EXERCISE:
Within the entries that follow, show each line where the word "suit" occurs.

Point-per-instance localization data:
----
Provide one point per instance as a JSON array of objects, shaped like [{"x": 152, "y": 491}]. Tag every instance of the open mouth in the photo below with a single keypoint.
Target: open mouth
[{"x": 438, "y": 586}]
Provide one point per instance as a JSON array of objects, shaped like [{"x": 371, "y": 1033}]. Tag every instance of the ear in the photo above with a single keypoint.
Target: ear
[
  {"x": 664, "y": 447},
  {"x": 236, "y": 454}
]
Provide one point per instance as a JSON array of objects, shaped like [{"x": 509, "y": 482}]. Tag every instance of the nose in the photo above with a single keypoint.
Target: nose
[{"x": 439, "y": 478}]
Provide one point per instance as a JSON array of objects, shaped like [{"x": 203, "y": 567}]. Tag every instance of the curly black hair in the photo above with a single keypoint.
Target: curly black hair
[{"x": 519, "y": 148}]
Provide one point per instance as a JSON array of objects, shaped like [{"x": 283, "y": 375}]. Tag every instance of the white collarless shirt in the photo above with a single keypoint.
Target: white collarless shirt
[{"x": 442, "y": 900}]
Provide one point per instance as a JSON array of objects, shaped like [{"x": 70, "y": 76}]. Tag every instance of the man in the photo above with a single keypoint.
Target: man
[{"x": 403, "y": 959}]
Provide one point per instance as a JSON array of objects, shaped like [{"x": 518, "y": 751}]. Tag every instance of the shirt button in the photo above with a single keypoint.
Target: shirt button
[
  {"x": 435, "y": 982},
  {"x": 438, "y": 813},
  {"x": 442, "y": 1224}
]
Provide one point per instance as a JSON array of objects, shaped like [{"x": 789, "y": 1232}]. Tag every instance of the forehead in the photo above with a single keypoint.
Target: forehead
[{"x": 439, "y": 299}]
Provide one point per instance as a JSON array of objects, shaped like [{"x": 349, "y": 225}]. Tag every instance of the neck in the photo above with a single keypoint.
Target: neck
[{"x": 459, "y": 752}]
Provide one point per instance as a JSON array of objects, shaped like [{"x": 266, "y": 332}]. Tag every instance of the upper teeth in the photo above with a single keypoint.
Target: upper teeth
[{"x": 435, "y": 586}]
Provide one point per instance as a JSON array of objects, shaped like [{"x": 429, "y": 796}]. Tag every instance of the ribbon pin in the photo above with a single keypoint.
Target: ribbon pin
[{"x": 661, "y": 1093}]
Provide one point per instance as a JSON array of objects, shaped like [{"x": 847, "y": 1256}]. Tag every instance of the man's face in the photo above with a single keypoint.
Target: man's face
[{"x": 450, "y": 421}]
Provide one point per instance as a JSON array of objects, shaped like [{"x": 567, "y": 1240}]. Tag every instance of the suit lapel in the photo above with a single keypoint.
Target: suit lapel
----
REPLY:
Provide one point per instance as a JSON array of objects, shaped like [{"x": 567, "y": 1240}]. Tag every instance of the suit lapel in the photo above with a single keypoint.
Target: suit lapel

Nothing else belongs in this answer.